>>>>>
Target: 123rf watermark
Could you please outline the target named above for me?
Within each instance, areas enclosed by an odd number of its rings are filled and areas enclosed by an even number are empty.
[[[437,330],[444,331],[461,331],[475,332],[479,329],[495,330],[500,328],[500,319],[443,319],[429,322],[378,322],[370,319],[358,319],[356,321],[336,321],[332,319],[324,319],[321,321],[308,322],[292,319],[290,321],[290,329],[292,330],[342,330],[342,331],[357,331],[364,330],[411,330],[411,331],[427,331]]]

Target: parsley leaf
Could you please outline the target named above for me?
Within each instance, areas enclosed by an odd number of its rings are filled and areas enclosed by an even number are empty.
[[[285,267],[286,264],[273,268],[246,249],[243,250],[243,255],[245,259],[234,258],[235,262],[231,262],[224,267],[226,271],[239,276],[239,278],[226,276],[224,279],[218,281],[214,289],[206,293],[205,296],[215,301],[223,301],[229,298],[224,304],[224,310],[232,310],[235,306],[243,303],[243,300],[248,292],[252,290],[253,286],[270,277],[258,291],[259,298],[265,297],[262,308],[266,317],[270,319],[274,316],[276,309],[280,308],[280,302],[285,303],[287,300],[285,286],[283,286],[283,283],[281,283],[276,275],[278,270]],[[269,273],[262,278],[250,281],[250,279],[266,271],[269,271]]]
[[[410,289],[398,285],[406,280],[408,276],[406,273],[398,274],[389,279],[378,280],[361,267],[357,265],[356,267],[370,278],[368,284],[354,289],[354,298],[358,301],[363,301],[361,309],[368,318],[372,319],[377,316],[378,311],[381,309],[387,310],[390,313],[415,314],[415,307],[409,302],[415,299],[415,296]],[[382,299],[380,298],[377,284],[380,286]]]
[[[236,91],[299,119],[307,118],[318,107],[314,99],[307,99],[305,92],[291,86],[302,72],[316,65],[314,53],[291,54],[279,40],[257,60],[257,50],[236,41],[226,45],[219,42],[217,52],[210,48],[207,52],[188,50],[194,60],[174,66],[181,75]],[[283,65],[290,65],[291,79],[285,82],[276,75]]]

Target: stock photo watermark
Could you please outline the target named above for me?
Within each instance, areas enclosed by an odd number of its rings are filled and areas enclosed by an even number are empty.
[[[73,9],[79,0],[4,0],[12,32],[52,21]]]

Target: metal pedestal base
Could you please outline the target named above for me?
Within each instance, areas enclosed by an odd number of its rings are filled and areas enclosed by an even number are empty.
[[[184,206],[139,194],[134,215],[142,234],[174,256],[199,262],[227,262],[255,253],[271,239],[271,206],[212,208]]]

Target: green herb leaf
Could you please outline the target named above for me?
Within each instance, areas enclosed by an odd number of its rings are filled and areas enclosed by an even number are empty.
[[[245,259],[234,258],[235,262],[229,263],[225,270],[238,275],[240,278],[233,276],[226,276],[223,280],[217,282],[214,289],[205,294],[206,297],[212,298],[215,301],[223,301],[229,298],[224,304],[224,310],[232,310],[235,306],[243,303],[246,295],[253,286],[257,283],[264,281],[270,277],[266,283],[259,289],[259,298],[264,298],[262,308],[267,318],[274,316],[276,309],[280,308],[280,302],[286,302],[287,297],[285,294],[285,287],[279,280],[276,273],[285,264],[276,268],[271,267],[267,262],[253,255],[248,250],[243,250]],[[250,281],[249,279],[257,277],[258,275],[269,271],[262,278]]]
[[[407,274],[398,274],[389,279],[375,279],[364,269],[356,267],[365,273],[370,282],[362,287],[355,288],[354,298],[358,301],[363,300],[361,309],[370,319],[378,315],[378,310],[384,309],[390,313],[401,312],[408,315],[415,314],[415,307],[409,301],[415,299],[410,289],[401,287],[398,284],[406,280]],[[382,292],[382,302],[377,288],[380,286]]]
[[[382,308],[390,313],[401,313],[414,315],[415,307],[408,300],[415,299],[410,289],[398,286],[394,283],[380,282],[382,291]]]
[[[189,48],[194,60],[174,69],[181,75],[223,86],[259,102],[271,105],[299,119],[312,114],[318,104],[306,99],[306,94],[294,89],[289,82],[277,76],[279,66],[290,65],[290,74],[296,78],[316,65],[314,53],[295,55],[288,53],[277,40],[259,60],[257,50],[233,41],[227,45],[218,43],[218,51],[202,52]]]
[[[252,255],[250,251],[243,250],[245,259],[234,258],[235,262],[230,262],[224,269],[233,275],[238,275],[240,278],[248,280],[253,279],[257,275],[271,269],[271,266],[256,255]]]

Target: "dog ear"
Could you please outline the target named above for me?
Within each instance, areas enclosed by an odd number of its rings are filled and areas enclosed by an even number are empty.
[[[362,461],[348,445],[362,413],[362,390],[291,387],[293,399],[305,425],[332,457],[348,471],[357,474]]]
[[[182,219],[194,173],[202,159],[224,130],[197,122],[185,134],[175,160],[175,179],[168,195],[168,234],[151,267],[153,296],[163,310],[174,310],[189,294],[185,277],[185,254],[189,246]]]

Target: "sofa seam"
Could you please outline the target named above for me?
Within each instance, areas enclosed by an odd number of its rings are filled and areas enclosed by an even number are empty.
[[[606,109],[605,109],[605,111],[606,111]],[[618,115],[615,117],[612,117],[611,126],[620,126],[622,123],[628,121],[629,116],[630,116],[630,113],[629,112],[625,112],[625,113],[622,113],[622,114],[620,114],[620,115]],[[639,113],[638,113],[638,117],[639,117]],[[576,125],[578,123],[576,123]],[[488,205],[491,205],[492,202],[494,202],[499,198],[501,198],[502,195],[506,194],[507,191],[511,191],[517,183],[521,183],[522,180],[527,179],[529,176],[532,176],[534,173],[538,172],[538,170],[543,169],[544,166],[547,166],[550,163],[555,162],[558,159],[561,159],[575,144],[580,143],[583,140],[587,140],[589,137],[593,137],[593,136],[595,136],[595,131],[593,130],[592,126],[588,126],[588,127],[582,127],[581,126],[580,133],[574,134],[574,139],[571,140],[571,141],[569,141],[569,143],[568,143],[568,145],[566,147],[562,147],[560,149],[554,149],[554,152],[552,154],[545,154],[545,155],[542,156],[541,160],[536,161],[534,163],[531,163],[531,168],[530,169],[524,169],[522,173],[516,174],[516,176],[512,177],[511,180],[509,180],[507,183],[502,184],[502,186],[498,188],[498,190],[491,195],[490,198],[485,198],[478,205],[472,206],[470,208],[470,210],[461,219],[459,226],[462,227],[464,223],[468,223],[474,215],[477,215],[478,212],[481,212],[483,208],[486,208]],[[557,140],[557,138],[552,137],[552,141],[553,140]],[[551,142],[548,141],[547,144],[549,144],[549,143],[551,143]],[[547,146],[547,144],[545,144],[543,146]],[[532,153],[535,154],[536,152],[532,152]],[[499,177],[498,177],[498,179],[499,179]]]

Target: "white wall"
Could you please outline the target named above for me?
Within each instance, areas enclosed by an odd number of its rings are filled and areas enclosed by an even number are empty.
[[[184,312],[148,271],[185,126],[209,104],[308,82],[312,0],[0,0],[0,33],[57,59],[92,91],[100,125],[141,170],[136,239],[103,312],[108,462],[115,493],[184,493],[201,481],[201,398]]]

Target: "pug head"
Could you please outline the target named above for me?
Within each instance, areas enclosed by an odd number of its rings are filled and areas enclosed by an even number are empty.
<<<<<
**EXERCISE OBJECTIVE:** Show every line of the records above that contains the word "leaf", copying each line in full.

**RESULT FOR THIS TASK:**
Target: parsley leaf
Target: green herb leaf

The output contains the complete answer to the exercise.